Texte de la page —
┄┄┄┄┄┄┄┄┄┄
3. L'article L. 811-2 du code de l'entrée et du séjour des étrangers et du droit d'asile prévoit que la vérification des actes d'état civil étrangers doit être effectuée dans les conditions définies par l'article 47 du code civil. Cet article, dans sa rédaction applicable au litige, dispose que : " Tout acte de l'état civil des Français et des étrangers fait en pays étranger et rédigé dans les formes usitées dans ce pays fait foi, sauf si d'autres actes ou pièces détenus, des données extérieures ou des éléments tirés de l'acte lui-même établissent, le cas échéant après toutes vérifications utiles, que cet acte est irrégulier, falsifié ou que les faits qui y sont déclarés ne correspondent pas à la réalité. Celle-ci est appréciée au regard de la loi française. ".
4. Il résulte de ces dispositions que la force probante d'un acte d'état civil établi à l'étranger peut être combattue par tout moyen susceptible d'établir que l'acte en cause est irrégulier, falsifié ou inexact. En cas de contestation par l'administration de la valeur probante d'un acte d'état civil établi à l'étranger, il appartient au juge administratif de former sa conviction au vu de l'ensemble des éléments produits par les parties. Par ailleurs, il n'appartient pas aux autorités administratives françaises de mettre en doute le bien-fondé d'une décision rendue par une autorité juridictionnelle étrangère, hormis le cas où le jugement produit aurait un caractère frauduleux.
5. En l'espèce, pour refuser de délivrer à M. B... le visa sollicité, la commission de recours contre les refus de visa, qui s'est approprié les motifs retenus par l'autorité consulaire française à Bamako, s'est fondée sur l'absence de justification de l'identité et de la situation de famille de l'enfant C... B..., en raison du caractère non probant des documents produits et du caractère frauduleux de la demande de visa.
┄┄┄┄┄┄┄┄┄┄
Données d'entrée —

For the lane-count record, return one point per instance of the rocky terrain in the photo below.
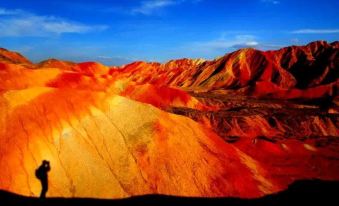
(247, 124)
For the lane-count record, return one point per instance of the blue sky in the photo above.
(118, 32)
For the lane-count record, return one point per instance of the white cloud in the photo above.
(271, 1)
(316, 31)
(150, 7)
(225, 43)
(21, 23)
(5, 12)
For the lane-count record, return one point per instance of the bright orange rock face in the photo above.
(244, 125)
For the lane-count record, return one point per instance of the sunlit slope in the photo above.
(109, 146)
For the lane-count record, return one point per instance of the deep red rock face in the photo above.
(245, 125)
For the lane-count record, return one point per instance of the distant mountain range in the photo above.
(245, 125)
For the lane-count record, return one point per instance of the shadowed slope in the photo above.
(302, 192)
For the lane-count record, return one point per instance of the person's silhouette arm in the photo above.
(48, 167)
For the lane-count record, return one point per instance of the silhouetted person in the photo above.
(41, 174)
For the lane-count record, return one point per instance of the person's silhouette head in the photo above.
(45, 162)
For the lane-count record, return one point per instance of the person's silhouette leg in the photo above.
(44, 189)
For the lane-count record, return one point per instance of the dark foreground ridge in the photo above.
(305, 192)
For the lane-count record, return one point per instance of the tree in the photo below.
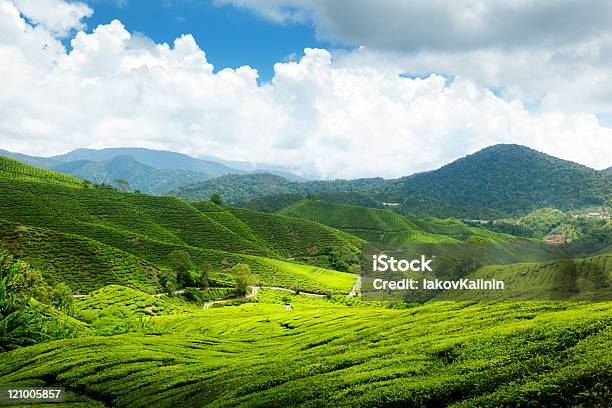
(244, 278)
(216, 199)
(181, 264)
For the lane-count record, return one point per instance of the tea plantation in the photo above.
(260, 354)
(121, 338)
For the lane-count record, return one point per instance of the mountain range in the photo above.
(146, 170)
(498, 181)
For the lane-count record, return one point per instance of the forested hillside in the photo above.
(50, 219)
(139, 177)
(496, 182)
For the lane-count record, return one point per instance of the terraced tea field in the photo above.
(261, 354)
┄┄┄┄┄┄┄┄┄┄
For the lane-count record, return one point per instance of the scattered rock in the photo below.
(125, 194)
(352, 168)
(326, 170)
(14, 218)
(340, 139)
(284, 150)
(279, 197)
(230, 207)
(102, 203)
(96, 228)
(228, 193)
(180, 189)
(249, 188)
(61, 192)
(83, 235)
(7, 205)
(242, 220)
┄┄┄┄┄┄┄┄┄┄
Exercice court 1 — Relevez toutes les lignes de la liste qui contiennent la chaîne « slope », en tenant compte de la casse.
Exercice court 2 — Rédigez la suite de l'extrait juridique sur le refus de visa, à partir de sa dernière phrase.

Réponse 1 —
For the lane-count record, return one point per instance of the sunlit slope in the photo above.
For the lane-count record, return one point per instance of the shadowed slope in the photo above.

Réponse 2 —
6. Toutefois, le requérant a produit en première instance une copie littérale d'acte de naissance dressée le 13 mars 2023 dont les mentions sont dactylographiées et sur laquelle apparaissent les mentions manquantes dans le volet n°3 de l'acte de naissance initialement produit. Il ressort également des pièces du dossier que le maire de la commune I du district de Bamako a, le 19 avril 2024, adressé un courrier au consul de l'ambassade de France au Mali dans lequel il mentionne que sa correspondance du 7 mars 2023, faisant état de l'absence de certains registres avant archivage, est authentique et que la copie littérale de l'acte de naissance de l'enfant avait été renseignée sur la base des informations verbales de Madame D... F..., épouse du requérant. En outre, par une décision du 13 mars 2024, produite en appel, le tribunal de grande instance de la commune II du district de Bamako a rendu un jugement supplétif d'acte de naissance de l'enfant C... B..., dont le caractère authentique n'est pas remis en cause par le ministre de l'intérieur. Dans ces conditions, c'est à tort que le tribunal a estimé que la copie littérale d'acte de naissance de l'enfant C... B... versée au dossier ne pouvait être regardée comme étant revêtue d'un caractère suffisamment probant.
7. Il résulte de ce qui précède, sans qu'il soit besoin d'examiner les autres moyens de la requête, que M. B... est fondé à soutenir que c'est à tort que, par le jugement attaqué, le tribunal administratif de Nantes a rejeté sa demande tendant à l'annulation de la décision par laquelle la commission de recours contre les décisions de refus de visa d'entrée en France a implicitement rejeté son recours formé contre la décision de refus de visa de long séjour opposée à l'enfant A... B....
Sur les conclusions à fin d'injonction :
8. L'exécution du présent arrêt implique nécessairement qu'un visa de long séjour soit délivré à l'enfant C... B.... Il y a lieu d'enjoindre au ministre de l'intérieur de délivrer ce visa dans un délai de deux mois à compter de la notification du présent arrêt.
Sur les frais liés au litige :
9. Il y a lieu, dans les circonstances de l'espèce, de mettre à la charge de l'Etat le versement à M. E... B... de la somme de 1 500 euros sur le fondement des dispositions de l'article L. 761-1 du code de justice administrative.
DÉCIDE :
Article 1er : Le jugement n°2302831, 2302832 du 12 janvier 2024 du tribunal administratif de Nantes, en tant qu'il a rejeté la demande de M. B... tendant à l'annulation de la décision par laquelle la commission de recours contre les décisions de refus de visa d'entrée en France a implicitement rejeté son recours formé contre la décision de refus de visa de long séjour opposée à l'enfant C... B..., est annulé.
Article 2 : La décision implicite par laquelle la commission de recours contre les décisions de refus de visa d'entrée en France a rejeté le recours préalable formé contre la décision de l'autorité consulaire française à Bamako refusant de délivrer un visa de long séjour à l'enfant C... B... au titre de la procédure de réunification familiale, est annulée.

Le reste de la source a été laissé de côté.